[WHAT IS NEEDED] Count how many lines in the items below contain the string "mountain", with case counting, and give only that number.

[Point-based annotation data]
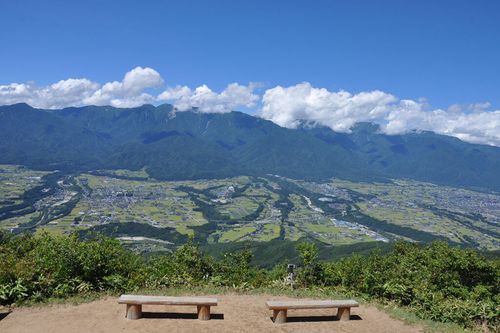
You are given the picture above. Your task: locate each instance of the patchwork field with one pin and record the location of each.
(151, 215)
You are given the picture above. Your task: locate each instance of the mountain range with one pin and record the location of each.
(172, 145)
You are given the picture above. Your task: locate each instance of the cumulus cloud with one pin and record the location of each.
(60, 94)
(303, 104)
(291, 107)
(76, 92)
(205, 100)
(129, 91)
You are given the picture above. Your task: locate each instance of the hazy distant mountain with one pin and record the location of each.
(186, 145)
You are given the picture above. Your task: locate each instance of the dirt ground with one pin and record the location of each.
(235, 313)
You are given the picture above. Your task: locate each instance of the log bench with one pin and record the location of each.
(280, 308)
(135, 302)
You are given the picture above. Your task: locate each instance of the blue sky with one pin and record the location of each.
(445, 51)
(406, 65)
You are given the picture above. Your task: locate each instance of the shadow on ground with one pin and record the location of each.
(301, 319)
(176, 315)
(4, 314)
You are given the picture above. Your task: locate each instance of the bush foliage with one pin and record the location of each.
(439, 282)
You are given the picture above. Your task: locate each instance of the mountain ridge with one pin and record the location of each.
(174, 145)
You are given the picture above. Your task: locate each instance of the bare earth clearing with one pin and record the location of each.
(235, 313)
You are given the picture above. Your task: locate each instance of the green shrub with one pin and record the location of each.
(439, 282)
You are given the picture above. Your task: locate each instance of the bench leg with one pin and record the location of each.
(134, 311)
(203, 312)
(344, 313)
(279, 316)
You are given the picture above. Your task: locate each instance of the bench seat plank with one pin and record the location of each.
(288, 305)
(166, 300)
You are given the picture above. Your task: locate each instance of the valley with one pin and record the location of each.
(151, 215)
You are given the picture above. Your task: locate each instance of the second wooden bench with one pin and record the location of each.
(280, 308)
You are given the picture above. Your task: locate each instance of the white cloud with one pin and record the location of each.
(286, 106)
(232, 97)
(302, 103)
(76, 92)
(130, 91)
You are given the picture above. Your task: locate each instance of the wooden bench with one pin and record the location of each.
(280, 308)
(135, 302)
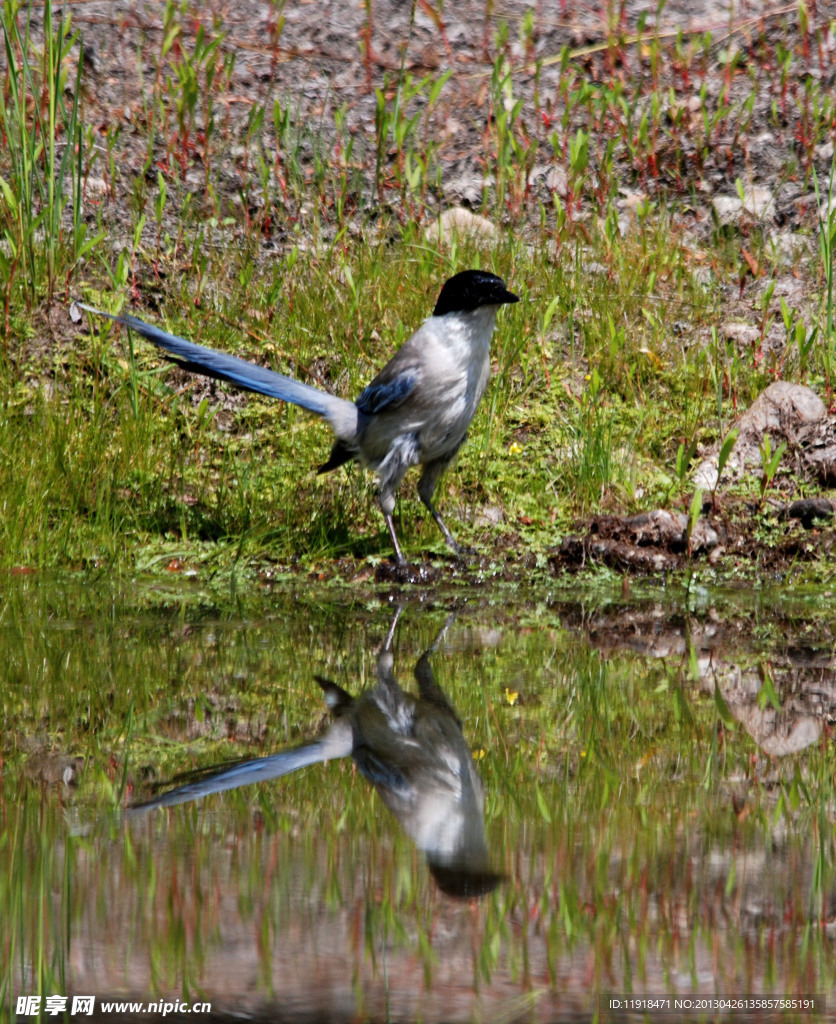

[SOLUTION FOR THIS PROBLEM] 3